— Problem details —
Which lines in the items below contain the word "glass"? Pull out each such line and copy it in full.

— Material provided —
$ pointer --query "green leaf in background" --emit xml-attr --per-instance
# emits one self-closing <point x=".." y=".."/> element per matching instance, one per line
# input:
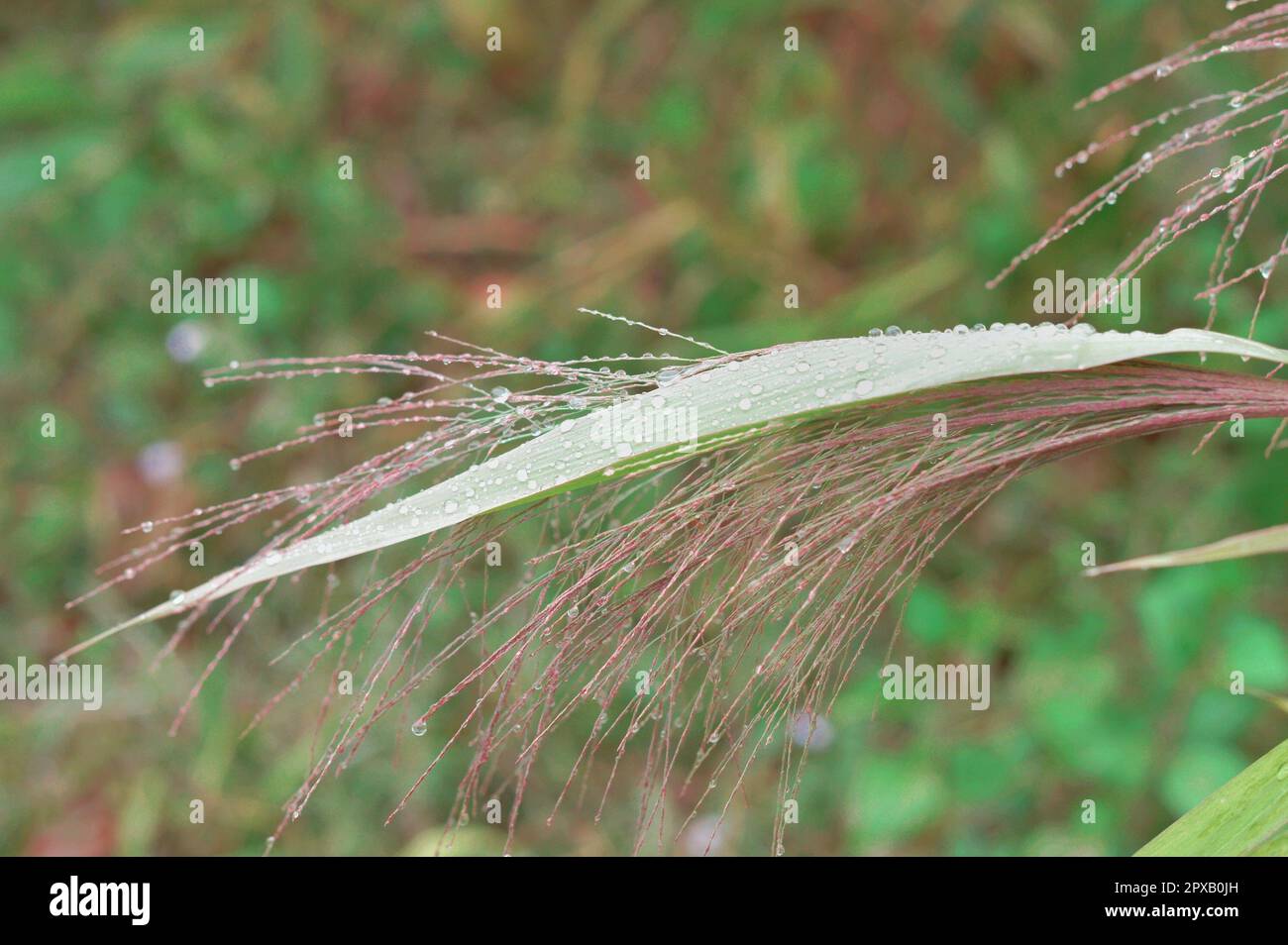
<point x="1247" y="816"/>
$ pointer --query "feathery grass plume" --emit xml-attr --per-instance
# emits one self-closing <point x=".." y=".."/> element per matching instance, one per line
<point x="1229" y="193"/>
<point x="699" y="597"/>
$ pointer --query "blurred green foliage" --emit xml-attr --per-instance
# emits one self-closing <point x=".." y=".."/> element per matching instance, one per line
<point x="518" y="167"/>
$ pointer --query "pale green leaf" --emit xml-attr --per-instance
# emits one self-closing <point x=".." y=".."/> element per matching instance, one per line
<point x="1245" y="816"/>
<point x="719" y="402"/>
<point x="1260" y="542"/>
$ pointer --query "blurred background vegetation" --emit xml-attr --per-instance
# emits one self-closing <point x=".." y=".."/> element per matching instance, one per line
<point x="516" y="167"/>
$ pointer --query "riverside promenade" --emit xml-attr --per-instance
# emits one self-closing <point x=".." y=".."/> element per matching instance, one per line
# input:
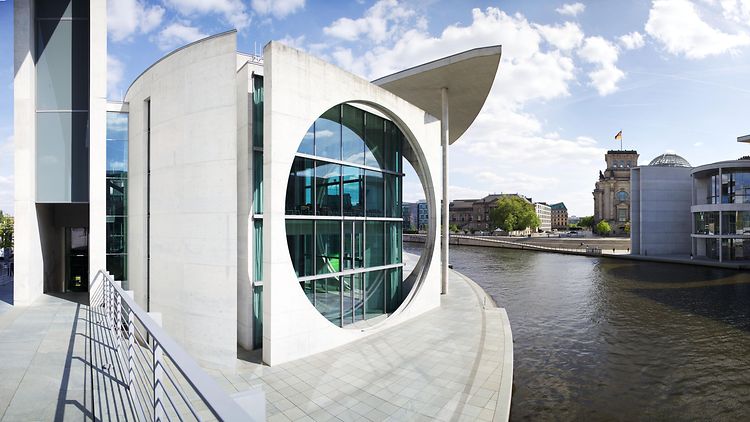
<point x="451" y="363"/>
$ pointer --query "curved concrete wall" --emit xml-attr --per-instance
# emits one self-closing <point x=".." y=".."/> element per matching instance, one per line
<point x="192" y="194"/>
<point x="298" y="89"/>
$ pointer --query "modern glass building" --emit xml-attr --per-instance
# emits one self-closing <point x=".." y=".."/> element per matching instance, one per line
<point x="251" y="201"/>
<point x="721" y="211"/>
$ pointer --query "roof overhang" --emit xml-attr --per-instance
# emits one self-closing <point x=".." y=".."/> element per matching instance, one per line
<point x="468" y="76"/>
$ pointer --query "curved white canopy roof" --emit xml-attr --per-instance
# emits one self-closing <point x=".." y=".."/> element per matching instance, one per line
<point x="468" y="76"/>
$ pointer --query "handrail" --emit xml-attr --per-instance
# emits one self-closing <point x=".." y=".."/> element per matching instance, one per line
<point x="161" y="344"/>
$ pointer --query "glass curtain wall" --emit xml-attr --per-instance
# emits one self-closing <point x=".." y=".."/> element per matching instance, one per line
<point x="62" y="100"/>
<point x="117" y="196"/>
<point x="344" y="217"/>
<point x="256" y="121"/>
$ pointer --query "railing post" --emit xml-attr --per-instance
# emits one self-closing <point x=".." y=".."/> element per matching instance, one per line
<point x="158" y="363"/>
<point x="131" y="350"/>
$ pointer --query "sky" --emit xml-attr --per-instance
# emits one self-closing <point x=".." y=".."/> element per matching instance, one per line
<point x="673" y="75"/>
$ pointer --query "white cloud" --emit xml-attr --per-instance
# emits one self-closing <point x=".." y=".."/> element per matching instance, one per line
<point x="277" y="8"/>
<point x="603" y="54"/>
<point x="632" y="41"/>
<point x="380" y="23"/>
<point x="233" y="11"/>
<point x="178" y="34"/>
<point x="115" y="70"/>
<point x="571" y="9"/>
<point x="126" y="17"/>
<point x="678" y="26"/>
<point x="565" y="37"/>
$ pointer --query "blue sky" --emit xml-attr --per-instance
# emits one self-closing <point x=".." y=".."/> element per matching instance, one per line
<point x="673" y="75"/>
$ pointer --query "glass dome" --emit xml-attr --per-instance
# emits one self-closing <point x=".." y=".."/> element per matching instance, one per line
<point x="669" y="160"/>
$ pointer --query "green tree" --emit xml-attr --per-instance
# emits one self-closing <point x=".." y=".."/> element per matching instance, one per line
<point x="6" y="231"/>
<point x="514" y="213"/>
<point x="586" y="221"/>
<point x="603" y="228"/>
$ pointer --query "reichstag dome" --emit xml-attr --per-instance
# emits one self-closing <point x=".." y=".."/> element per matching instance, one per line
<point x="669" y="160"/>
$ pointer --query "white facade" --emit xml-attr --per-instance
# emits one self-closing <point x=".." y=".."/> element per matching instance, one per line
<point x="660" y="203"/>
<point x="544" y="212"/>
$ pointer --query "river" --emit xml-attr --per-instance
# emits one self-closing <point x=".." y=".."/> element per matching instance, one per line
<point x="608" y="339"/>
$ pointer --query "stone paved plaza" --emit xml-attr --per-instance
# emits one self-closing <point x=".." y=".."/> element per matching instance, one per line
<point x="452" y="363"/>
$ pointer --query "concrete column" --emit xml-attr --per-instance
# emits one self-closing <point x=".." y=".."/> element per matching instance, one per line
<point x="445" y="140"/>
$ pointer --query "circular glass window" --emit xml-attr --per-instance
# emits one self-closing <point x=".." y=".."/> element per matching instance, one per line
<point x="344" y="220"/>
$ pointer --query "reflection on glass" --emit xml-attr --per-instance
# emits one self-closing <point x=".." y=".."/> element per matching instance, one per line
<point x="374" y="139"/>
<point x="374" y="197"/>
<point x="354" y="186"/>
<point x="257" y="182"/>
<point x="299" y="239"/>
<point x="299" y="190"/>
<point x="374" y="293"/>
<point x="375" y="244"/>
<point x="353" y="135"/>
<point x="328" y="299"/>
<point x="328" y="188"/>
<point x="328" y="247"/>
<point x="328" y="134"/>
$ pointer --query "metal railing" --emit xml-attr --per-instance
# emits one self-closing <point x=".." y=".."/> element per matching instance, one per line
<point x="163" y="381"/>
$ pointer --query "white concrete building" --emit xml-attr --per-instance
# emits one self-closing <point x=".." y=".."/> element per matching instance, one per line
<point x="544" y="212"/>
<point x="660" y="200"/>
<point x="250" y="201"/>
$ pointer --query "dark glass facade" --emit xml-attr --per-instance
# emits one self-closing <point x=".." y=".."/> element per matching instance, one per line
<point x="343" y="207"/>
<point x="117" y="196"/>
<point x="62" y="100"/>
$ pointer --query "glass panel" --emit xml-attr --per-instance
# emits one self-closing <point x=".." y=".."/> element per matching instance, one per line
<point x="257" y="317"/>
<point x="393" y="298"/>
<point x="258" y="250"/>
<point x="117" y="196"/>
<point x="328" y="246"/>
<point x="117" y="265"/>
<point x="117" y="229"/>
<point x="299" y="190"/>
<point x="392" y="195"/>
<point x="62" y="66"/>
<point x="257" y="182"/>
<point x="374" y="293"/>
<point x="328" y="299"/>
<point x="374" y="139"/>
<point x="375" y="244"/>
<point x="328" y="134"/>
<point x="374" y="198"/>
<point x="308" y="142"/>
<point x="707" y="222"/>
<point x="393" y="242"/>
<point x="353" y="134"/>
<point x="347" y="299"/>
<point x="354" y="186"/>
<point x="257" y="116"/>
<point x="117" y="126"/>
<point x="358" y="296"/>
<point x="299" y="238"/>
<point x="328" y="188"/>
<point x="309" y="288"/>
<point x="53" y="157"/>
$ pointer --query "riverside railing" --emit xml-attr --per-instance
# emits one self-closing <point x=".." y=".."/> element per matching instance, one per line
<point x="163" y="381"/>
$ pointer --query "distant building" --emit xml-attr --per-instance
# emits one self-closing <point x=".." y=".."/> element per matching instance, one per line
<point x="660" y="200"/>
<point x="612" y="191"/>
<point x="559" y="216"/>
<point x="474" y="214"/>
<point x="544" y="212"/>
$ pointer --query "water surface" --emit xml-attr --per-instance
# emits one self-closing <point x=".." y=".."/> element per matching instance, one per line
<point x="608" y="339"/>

— Written response —
$ pointer --query "modern glass building" --emit xml-attr --per-instance
$ pointer --query "glass curtain wall" --emit xml-attr --per-instance
$ pointer --query "glass dome" --emit xml-attr --per-instance
$ pointer --query "circular glass window" --emit xml-attr --per-instance
$ pointer --query "reflection on glass" --emit xml-attr --per-instance
$ pointer --query "dark glass facade" --emit xml-attr --per-instance
$ pointer --query "glass panel" --emit xml-attr --per-instance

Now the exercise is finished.